_Problem to work on_:
The response must consist of every record, restated word for word.

● ● ● ● ●

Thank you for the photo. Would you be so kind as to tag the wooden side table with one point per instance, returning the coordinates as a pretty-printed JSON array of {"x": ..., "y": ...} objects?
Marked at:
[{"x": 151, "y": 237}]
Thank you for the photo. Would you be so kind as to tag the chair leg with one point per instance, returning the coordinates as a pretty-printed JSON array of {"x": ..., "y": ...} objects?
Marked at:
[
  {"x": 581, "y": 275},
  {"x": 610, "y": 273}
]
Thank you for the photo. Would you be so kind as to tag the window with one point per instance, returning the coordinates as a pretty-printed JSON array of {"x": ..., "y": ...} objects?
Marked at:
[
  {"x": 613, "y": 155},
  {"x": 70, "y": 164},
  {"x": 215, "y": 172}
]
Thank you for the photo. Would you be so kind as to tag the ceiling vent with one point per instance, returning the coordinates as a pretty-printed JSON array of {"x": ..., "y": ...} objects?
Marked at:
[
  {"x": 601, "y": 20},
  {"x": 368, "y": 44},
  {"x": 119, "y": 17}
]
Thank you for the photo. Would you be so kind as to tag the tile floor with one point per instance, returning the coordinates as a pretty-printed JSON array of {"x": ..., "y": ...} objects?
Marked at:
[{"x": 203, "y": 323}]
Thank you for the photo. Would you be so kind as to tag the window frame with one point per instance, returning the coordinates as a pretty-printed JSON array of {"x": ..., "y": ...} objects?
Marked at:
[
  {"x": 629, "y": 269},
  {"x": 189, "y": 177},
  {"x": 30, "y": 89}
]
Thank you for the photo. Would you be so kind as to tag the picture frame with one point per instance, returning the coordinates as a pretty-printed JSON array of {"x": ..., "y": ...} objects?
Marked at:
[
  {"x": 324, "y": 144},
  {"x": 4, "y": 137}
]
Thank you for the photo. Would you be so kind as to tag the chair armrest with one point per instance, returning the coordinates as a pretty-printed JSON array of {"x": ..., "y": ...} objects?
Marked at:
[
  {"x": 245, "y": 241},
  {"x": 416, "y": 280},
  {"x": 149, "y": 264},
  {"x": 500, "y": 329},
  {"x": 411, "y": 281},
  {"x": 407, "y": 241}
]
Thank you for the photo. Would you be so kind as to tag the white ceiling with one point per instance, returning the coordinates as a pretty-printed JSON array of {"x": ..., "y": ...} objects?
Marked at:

● ● ● ● ●

_Solution for this problem_:
Thank you for the photo. Would you be so kind as to tag the wooden side table with one point per instance, returning the coordinates as a pretty-printed JSON array of {"x": ..., "y": ...} objects?
Marked at:
[{"x": 151, "y": 237}]
Thank you for the photo. Would you be so kind as to tag the chair leg with one point per instance, returning the coordinates as a pretty-printed JSON array of {"x": ..., "y": ...} objects?
Marked at:
[
  {"x": 581, "y": 275},
  {"x": 610, "y": 273}
]
Thank you for the photo. Would you be so kind as to tag the window with one point per instance, returning the coordinates as a pretty-printed JSON array of {"x": ..., "y": ...} objects?
Marked at:
[
  {"x": 613, "y": 155},
  {"x": 70, "y": 164},
  {"x": 215, "y": 172}
]
Thank you for the photo. Would you be so kind as to tag the ceiling vent with one point per instance, returning the coordinates as a pretty-printed JSON array of {"x": ..., "y": ...} objects?
Marked at:
[
  {"x": 601, "y": 20},
  {"x": 368, "y": 44},
  {"x": 119, "y": 17}
]
Thank you for the photo. Would you be so kind as to tag the tile floor with one point per instance, returning the coordinates as a pretty-printed JSON array of {"x": ..., "y": ...} objects?
Marked at:
[{"x": 203, "y": 323}]
Thank you for the photo. Would you be so kind as to tag the window frame with one point per instance, returning the coordinates as a pretty-printed JSON array of {"x": ..., "y": ...} objects?
Marked at:
[
  {"x": 629, "y": 269},
  {"x": 189, "y": 177},
  {"x": 30, "y": 89}
]
Thank you for the photo. Would you be so kind as to tag the picture frame with one point per instance, returning the coordinates as a pretty-printed JSON array of {"x": ..., "y": ...} objects?
Marked at:
[
  {"x": 324, "y": 144},
  {"x": 4, "y": 137}
]
Thank you for the photo. Would you be so kind as to tag the chair armrest with one point per instance, returning the coordinates as a pretty-printed JSON array of {"x": ..., "y": ...} objects?
Marked at:
[
  {"x": 245, "y": 241},
  {"x": 416, "y": 280},
  {"x": 149, "y": 264},
  {"x": 500, "y": 329},
  {"x": 411, "y": 281},
  {"x": 407, "y": 241}
]
Thank you for the photo. Would you be so kind as to tag the white ceiling with one point per instance, returning the coordinates as a pretty-printed JSON array of {"x": ..., "y": ...} objects?
Marked at:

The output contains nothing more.